:: RECORDS

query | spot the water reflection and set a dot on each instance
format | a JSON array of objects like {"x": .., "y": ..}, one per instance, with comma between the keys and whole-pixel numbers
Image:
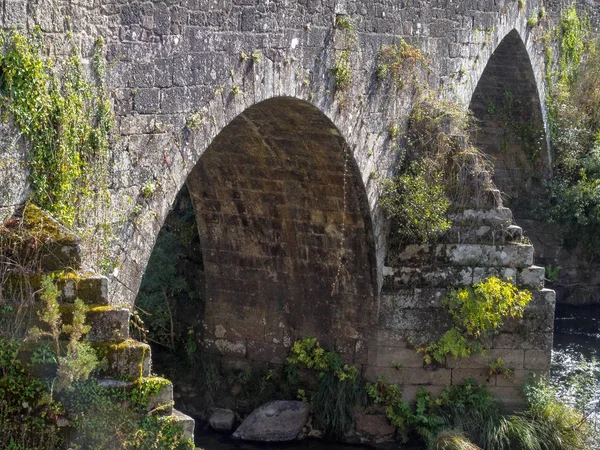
[
  {"x": 575, "y": 358},
  {"x": 576, "y": 355}
]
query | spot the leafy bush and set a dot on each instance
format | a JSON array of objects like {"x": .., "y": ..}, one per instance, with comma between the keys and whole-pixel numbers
[
  {"x": 476, "y": 310},
  {"x": 27, "y": 411},
  {"x": 574, "y": 115},
  {"x": 66, "y": 119},
  {"x": 434, "y": 173},
  {"x": 416, "y": 203},
  {"x": 397, "y": 63},
  {"x": 167, "y": 288},
  {"x": 338, "y": 387}
]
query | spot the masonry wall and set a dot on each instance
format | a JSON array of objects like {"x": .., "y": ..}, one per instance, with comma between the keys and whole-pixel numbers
[{"x": 170, "y": 60}]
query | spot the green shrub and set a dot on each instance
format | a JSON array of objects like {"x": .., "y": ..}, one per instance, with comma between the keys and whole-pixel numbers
[
  {"x": 416, "y": 204},
  {"x": 338, "y": 387},
  {"x": 342, "y": 72},
  {"x": 66, "y": 119},
  {"x": 573, "y": 199},
  {"x": 475, "y": 311},
  {"x": 397, "y": 63},
  {"x": 432, "y": 174},
  {"x": 27, "y": 411}
]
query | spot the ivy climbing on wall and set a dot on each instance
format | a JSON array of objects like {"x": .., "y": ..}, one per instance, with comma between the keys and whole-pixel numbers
[{"x": 65, "y": 119}]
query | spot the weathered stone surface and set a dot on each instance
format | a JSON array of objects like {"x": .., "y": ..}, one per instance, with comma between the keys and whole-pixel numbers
[
  {"x": 276, "y": 421},
  {"x": 162, "y": 401},
  {"x": 108, "y": 323},
  {"x": 185, "y": 421},
  {"x": 222, "y": 420},
  {"x": 127, "y": 360},
  {"x": 372, "y": 422}
]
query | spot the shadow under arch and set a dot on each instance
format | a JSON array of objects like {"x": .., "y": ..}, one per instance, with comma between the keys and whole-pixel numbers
[
  {"x": 285, "y": 237},
  {"x": 510, "y": 126}
]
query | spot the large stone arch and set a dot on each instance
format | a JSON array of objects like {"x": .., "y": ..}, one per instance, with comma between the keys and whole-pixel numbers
[
  {"x": 285, "y": 234},
  {"x": 510, "y": 125}
]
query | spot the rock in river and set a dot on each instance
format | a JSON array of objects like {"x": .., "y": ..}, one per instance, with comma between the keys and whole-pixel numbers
[{"x": 275, "y": 421}]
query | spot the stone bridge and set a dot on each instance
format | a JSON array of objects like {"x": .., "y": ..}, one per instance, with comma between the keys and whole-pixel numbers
[{"x": 236, "y": 99}]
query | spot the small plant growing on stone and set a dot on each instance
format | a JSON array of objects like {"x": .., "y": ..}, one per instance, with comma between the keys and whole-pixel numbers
[
  {"x": 532, "y": 22},
  {"x": 79, "y": 359},
  {"x": 342, "y": 72},
  {"x": 397, "y": 62},
  {"x": 344, "y": 23},
  {"x": 195, "y": 121},
  {"x": 497, "y": 367},
  {"x": 148, "y": 189},
  {"x": 338, "y": 389},
  {"x": 476, "y": 311},
  {"x": 552, "y": 273}
]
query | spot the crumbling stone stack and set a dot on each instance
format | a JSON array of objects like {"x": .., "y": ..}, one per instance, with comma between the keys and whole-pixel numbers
[
  {"x": 127, "y": 360},
  {"x": 483, "y": 241}
]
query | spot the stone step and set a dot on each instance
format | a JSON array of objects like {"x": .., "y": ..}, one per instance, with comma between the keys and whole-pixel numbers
[
  {"x": 493, "y": 217},
  {"x": 160, "y": 403},
  {"x": 531, "y": 277},
  {"x": 127, "y": 360},
  {"x": 185, "y": 421},
  {"x": 91, "y": 288},
  {"x": 484, "y": 234},
  {"x": 107, "y": 323},
  {"x": 474, "y": 255},
  {"x": 404, "y": 311}
]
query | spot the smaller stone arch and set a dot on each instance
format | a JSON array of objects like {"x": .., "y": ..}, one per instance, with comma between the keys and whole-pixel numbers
[{"x": 511, "y": 127}]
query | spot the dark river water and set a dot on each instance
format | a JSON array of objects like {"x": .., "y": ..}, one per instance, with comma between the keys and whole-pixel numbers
[{"x": 576, "y": 356}]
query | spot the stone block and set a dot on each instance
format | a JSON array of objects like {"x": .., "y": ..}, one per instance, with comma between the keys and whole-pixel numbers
[
  {"x": 504, "y": 273},
  {"x": 531, "y": 277},
  {"x": 162, "y": 401},
  {"x": 186, "y": 422},
  {"x": 147, "y": 100},
  {"x": 276, "y": 421},
  {"x": 409, "y": 393},
  {"x": 480, "y": 375},
  {"x": 517, "y": 378},
  {"x": 222, "y": 420},
  {"x": 538, "y": 360},
  {"x": 510, "y": 396},
  {"x": 372, "y": 422},
  {"x": 508, "y": 255},
  {"x": 108, "y": 323},
  {"x": 525, "y": 341},
  {"x": 128, "y": 360},
  {"x": 391, "y": 356},
  {"x": 272, "y": 353},
  {"x": 511, "y": 357}
]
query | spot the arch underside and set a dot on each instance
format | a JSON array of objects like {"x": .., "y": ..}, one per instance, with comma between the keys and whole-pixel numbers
[
  {"x": 285, "y": 235},
  {"x": 510, "y": 126}
]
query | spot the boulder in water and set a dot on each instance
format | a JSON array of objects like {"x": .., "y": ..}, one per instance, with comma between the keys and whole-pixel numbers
[
  {"x": 275, "y": 421},
  {"x": 222, "y": 420}
]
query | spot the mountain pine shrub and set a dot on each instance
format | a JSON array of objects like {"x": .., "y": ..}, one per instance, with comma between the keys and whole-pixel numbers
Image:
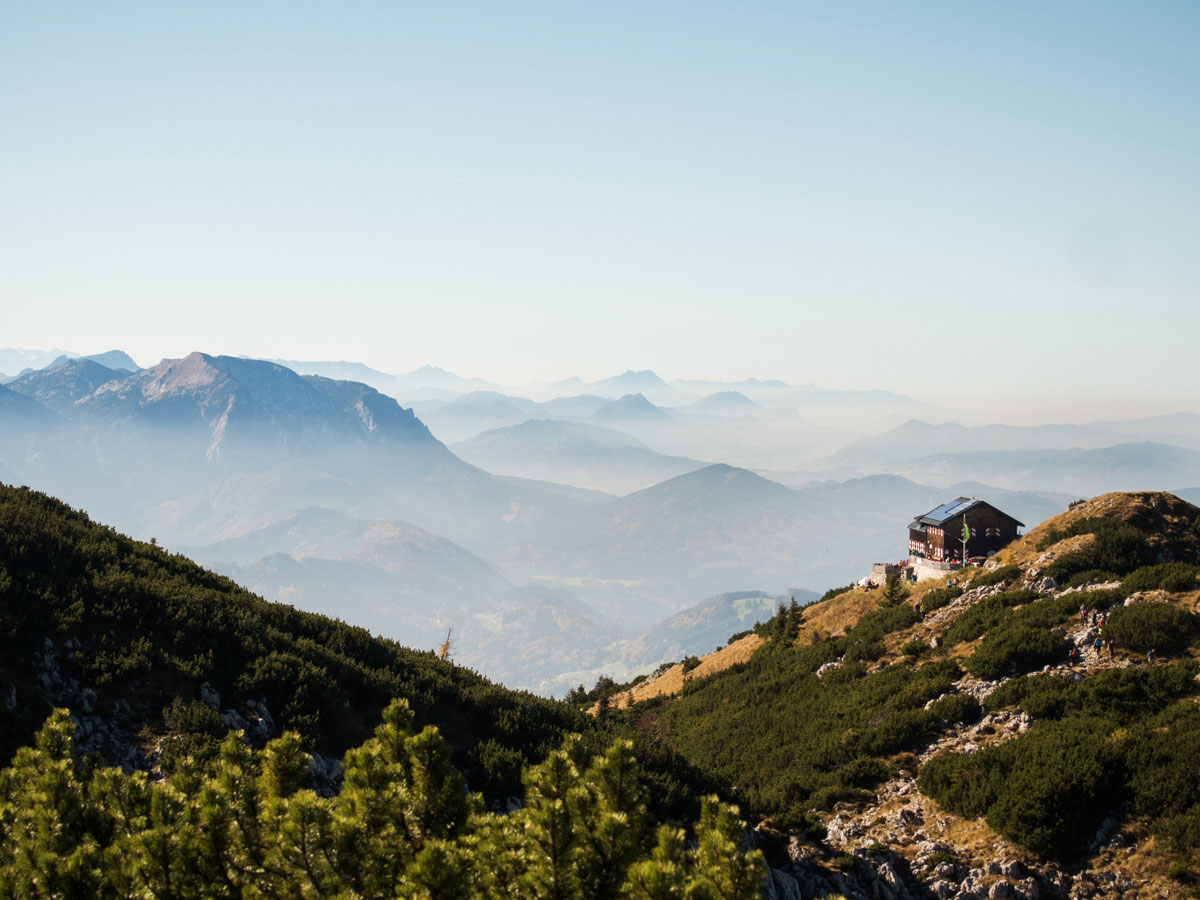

::::

### WHAT YOU WILL DO
Copy the material again from the line containing "query | spot the boulder" through the end of the material, requests included, and shift every coordinate value in the answers by adding -87 to it. Leave the pictures out of your answer.

### WORKED SOLUTION
query | spot the boulder in water and set a dot on each instance
format | a JSON array of objects like {"x": .., "y": ..}, one per instance, with comma between the keys and whole-pixel numbers
[
  {"x": 188, "y": 334},
  {"x": 135, "y": 333}
]
query | spot the mountain pine shrub and set a dot on each instance
format | a JSON array of objects like {"x": .., "y": ..}, one per instance, with comma between the keys and whole-pixel numbers
Image:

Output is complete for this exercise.